(Task directions) Extract every line in the records below that contains the string "window", matching case exactly.

(Given data)
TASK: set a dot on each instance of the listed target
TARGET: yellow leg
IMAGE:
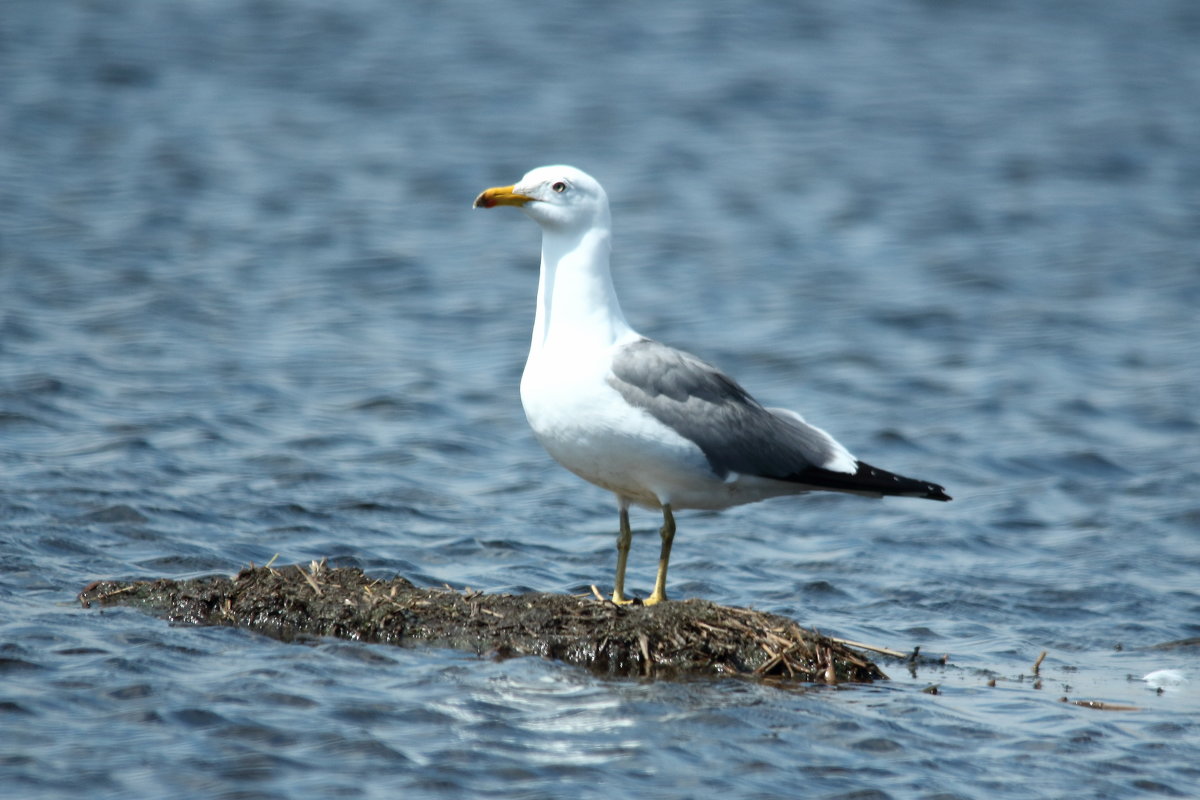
(623, 540)
(660, 582)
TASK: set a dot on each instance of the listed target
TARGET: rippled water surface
(249, 311)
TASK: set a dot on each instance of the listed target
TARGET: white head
(558, 198)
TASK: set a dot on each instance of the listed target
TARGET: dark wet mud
(672, 639)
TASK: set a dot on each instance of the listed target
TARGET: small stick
(894, 654)
(311, 582)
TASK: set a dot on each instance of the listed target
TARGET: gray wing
(703, 404)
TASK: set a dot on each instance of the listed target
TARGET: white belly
(592, 431)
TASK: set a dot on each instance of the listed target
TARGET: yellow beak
(501, 196)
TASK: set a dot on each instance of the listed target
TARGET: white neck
(577, 305)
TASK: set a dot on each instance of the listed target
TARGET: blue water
(249, 311)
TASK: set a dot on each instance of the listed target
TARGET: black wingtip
(870, 480)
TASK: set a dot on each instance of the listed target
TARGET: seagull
(655, 426)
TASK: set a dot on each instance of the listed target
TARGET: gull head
(555, 197)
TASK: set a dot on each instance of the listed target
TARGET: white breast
(591, 429)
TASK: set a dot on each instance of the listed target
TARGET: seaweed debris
(672, 639)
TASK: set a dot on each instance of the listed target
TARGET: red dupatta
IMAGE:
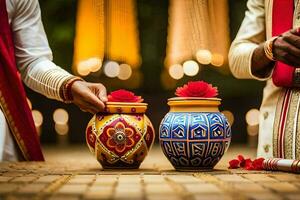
(282, 21)
(12, 95)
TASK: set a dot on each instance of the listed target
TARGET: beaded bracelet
(66, 92)
(268, 48)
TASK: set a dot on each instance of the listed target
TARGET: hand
(286, 48)
(89, 97)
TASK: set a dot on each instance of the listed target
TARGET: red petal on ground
(234, 164)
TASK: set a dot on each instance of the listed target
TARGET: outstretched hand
(89, 97)
(286, 48)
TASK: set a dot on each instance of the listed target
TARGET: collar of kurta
(12, 95)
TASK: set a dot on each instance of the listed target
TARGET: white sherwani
(33, 57)
(255, 29)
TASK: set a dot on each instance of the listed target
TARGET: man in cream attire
(33, 60)
(253, 54)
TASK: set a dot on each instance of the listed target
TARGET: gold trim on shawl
(13, 128)
(290, 123)
(277, 122)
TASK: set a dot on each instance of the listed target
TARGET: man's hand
(286, 48)
(89, 97)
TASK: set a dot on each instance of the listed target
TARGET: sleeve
(251, 33)
(32, 51)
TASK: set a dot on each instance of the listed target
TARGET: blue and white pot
(194, 135)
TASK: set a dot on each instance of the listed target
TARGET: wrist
(66, 89)
(296, 77)
(268, 48)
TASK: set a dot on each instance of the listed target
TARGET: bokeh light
(217, 60)
(125, 72)
(62, 129)
(167, 81)
(111, 69)
(203, 56)
(229, 115)
(252, 117)
(190, 68)
(252, 130)
(60, 116)
(29, 103)
(37, 117)
(83, 70)
(176, 71)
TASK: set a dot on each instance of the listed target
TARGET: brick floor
(63, 176)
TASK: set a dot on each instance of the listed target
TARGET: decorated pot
(122, 136)
(194, 135)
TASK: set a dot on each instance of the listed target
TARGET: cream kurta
(33, 57)
(255, 29)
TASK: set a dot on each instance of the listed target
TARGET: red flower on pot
(197, 89)
(124, 96)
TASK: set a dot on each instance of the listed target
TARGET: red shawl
(13, 97)
(282, 21)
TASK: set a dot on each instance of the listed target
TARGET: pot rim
(125, 104)
(193, 98)
(125, 107)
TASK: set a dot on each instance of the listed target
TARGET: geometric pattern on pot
(195, 126)
(194, 139)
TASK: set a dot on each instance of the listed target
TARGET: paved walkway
(72, 173)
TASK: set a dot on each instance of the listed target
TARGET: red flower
(242, 160)
(234, 164)
(124, 96)
(247, 164)
(197, 89)
(258, 163)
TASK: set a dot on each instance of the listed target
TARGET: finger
(295, 31)
(94, 101)
(103, 94)
(292, 39)
(290, 60)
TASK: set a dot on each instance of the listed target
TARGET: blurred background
(160, 55)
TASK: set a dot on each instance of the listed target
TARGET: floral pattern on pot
(119, 137)
(123, 140)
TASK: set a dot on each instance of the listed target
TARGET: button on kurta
(266, 114)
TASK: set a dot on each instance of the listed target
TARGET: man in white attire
(24, 49)
(267, 48)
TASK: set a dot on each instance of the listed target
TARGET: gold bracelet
(268, 48)
(65, 90)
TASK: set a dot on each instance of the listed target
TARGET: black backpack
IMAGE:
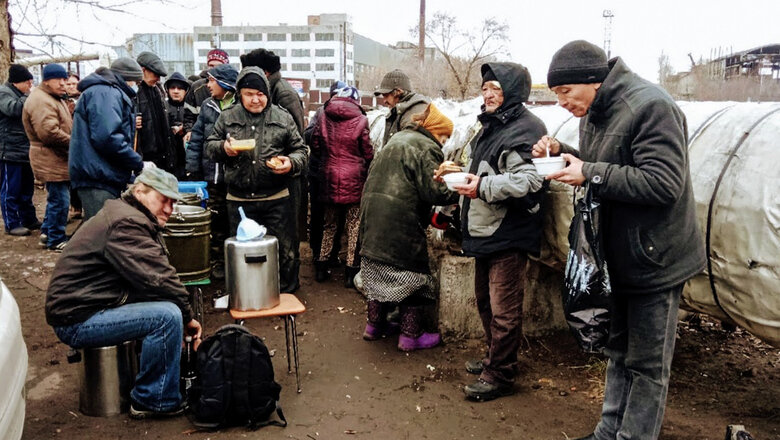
(235, 384)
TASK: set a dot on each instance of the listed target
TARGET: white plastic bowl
(453, 179)
(549, 165)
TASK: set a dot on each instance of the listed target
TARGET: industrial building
(313, 55)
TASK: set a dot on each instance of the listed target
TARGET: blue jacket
(101, 143)
(14, 145)
(199, 166)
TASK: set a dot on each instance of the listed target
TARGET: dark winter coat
(634, 144)
(199, 165)
(175, 112)
(117, 257)
(154, 136)
(283, 95)
(397, 199)
(48, 123)
(401, 115)
(342, 141)
(197, 93)
(14, 145)
(101, 145)
(506, 215)
(274, 130)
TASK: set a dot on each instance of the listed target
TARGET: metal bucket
(106, 378)
(252, 273)
(187, 236)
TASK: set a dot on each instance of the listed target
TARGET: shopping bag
(586, 289)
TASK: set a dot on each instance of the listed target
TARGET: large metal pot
(252, 273)
(187, 238)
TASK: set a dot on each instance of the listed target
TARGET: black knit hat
(152, 62)
(262, 58)
(577, 62)
(18, 73)
(253, 80)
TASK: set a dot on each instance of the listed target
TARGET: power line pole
(607, 14)
(421, 43)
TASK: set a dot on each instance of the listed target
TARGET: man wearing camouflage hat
(396, 89)
(114, 283)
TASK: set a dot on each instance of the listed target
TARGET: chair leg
(295, 351)
(286, 319)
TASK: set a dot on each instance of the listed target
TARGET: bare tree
(665, 69)
(465, 51)
(37, 23)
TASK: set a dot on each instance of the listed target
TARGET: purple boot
(411, 325)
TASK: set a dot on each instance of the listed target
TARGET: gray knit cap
(128, 69)
(152, 62)
(395, 79)
(578, 62)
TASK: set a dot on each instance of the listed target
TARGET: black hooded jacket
(154, 136)
(506, 214)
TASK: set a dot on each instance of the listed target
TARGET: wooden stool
(289, 306)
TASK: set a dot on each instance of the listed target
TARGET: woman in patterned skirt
(394, 214)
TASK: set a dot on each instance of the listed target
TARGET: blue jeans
(159, 324)
(16, 191)
(640, 349)
(92, 200)
(56, 217)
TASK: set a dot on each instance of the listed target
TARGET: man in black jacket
(633, 154)
(501, 219)
(16, 176)
(114, 283)
(199, 91)
(283, 95)
(176, 88)
(154, 134)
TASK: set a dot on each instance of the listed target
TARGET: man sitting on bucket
(114, 283)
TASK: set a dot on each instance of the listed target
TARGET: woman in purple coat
(341, 141)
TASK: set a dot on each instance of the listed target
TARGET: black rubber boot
(320, 271)
(349, 276)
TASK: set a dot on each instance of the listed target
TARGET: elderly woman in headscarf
(395, 211)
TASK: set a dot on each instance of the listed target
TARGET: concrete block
(458, 317)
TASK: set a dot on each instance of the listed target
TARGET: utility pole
(607, 14)
(421, 44)
(216, 20)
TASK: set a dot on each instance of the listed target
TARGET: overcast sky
(641, 31)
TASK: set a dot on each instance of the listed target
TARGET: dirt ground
(370, 390)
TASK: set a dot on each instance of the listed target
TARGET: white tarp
(744, 216)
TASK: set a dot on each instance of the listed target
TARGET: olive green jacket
(275, 134)
(397, 199)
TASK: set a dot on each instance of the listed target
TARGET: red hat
(219, 55)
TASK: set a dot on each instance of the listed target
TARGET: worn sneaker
(59, 247)
(482, 391)
(19, 231)
(139, 411)
(474, 367)
(425, 340)
(34, 225)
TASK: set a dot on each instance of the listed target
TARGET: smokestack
(421, 43)
(216, 12)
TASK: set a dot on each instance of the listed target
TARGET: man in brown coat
(47, 122)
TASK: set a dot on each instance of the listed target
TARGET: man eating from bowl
(258, 179)
(501, 221)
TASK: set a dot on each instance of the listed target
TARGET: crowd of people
(126, 126)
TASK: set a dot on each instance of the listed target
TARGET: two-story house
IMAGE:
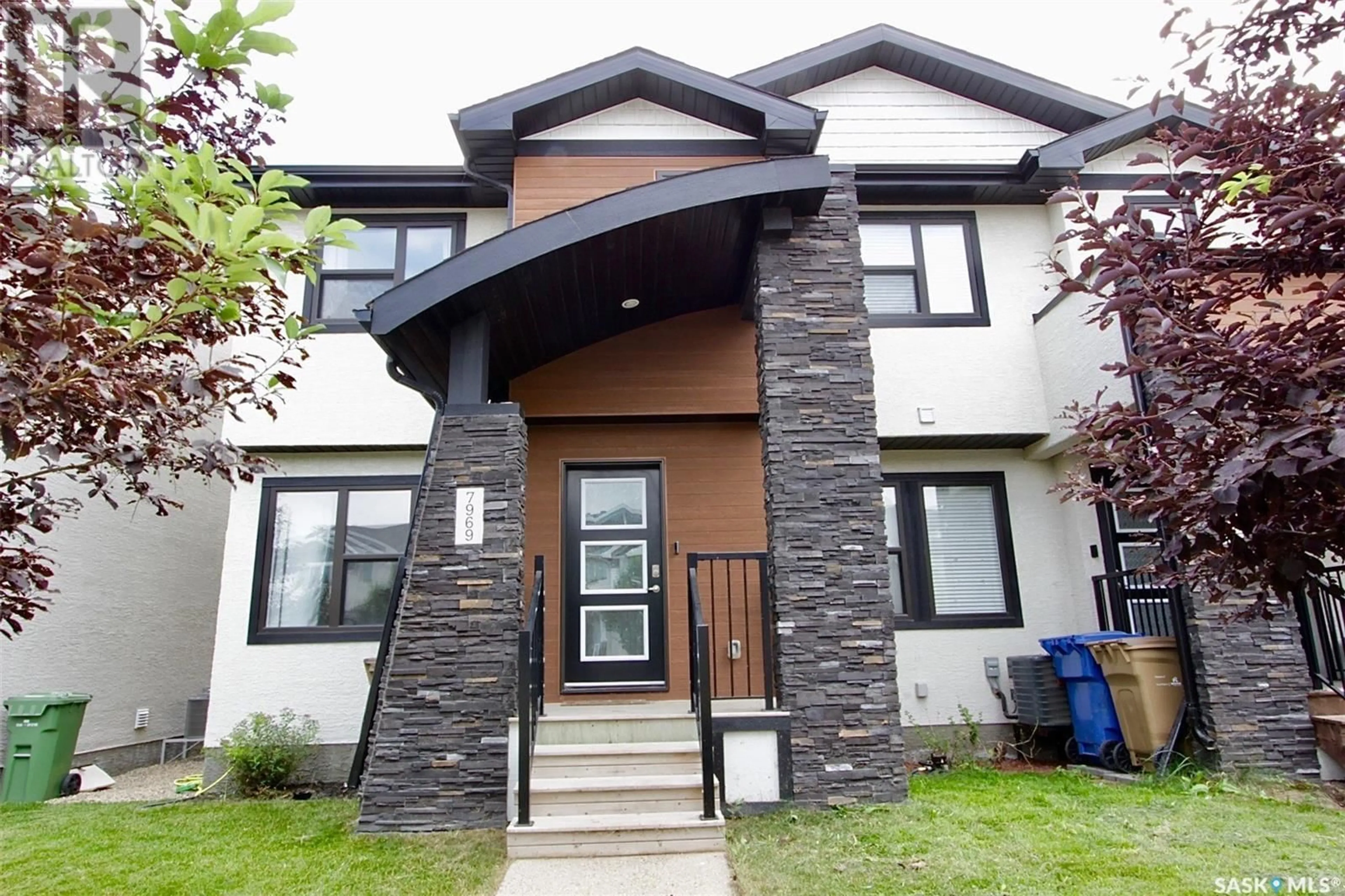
(777, 354)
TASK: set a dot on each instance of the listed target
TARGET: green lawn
(227, 847)
(984, 832)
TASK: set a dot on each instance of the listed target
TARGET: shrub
(264, 750)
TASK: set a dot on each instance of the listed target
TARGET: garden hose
(187, 781)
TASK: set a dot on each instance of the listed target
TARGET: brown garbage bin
(1145, 681)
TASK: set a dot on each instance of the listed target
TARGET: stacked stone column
(439, 754)
(1253, 683)
(824, 493)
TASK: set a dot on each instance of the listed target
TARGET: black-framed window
(923, 270)
(950, 551)
(388, 251)
(327, 555)
(1163, 212)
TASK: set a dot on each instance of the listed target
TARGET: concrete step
(616, 794)
(599, 727)
(1325, 701)
(1331, 736)
(616, 835)
(581, 760)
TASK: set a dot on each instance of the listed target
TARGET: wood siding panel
(700, 364)
(715, 501)
(546, 185)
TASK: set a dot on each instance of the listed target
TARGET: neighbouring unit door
(614, 594)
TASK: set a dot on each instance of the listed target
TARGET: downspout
(498, 185)
(360, 759)
(1181, 630)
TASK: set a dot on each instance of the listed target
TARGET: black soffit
(557, 284)
(490, 131)
(939, 65)
(391, 187)
(1074, 151)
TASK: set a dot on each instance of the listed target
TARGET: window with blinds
(922, 270)
(964, 549)
(950, 551)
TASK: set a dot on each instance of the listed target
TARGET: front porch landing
(614, 779)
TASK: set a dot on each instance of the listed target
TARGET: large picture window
(327, 556)
(923, 270)
(950, 551)
(387, 252)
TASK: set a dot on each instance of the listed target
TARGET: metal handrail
(701, 703)
(1136, 602)
(1321, 618)
(532, 685)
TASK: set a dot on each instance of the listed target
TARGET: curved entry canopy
(551, 287)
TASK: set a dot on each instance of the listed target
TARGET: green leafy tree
(142, 262)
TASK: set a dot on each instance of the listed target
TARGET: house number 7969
(469, 518)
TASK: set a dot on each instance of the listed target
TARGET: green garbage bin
(43, 730)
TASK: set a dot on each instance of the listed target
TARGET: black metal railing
(698, 640)
(1321, 618)
(532, 685)
(738, 600)
(1136, 602)
(376, 680)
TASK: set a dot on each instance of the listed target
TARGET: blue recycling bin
(1097, 726)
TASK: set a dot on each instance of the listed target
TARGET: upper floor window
(950, 552)
(387, 252)
(327, 556)
(1163, 212)
(923, 270)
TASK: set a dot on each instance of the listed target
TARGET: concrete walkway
(677, 875)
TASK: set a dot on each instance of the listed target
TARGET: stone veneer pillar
(824, 496)
(439, 754)
(1253, 683)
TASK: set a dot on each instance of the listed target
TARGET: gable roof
(1075, 150)
(489, 131)
(947, 68)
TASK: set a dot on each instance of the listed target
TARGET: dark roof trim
(1076, 150)
(801, 182)
(490, 132)
(391, 187)
(499, 113)
(947, 68)
(980, 442)
(674, 149)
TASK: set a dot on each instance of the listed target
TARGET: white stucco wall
(1072, 353)
(880, 116)
(1055, 592)
(978, 380)
(345, 396)
(638, 120)
(325, 681)
(132, 622)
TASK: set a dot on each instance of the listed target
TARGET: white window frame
(584, 654)
(645, 502)
(645, 568)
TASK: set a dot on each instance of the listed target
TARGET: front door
(615, 622)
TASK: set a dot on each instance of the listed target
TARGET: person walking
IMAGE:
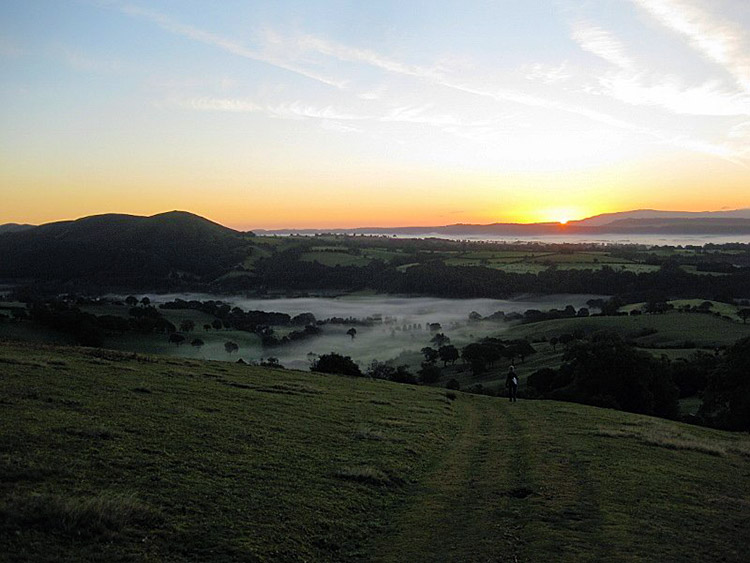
(511, 382)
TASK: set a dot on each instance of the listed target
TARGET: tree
(380, 370)
(271, 362)
(403, 375)
(520, 348)
(336, 364)
(448, 353)
(608, 372)
(474, 355)
(440, 340)
(430, 354)
(453, 384)
(429, 373)
(726, 400)
(176, 338)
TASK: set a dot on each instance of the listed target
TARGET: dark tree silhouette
(337, 364)
(176, 338)
(448, 353)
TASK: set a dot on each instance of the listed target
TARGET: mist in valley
(399, 326)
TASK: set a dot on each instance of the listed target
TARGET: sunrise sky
(339, 114)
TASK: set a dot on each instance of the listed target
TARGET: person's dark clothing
(512, 384)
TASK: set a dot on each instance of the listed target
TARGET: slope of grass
(118, 457)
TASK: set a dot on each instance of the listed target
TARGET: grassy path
(536, 481)
(470, 508)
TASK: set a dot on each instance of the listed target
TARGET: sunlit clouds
(318, 114)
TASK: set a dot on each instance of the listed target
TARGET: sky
(322, 114)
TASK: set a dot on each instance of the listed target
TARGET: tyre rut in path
(470, 507)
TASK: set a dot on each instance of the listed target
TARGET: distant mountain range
(179, 249)
(642, 221)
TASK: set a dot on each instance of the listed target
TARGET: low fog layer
(397, 334)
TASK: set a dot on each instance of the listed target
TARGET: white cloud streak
(601, 43)
(720, 41)
(228, 45)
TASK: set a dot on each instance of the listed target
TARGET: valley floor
(119, 457)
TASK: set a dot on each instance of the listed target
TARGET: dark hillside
(122, 248)
(106, 456)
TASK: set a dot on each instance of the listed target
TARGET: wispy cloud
(719, 40)
(226, 44)
(637, 86)
(601, 43)
(669, 93)
(548, 74)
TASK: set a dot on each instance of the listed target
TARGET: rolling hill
(123, 457)
(122, 248)
(636, 222)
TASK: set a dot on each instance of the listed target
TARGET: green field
(328, 258)
(671, 329)
(107, 456)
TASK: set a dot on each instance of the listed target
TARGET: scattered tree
(176, 338)
(440, 340)
(429, 373)
(448, 353)
(337, 364)
(430, 354)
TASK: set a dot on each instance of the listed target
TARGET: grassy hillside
(118, 457)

(Task result)
TARGET: black-framed window
TARGET: window with blinds
TARGET: large picture window
TARGET: upper floor window
TARGET: white window frame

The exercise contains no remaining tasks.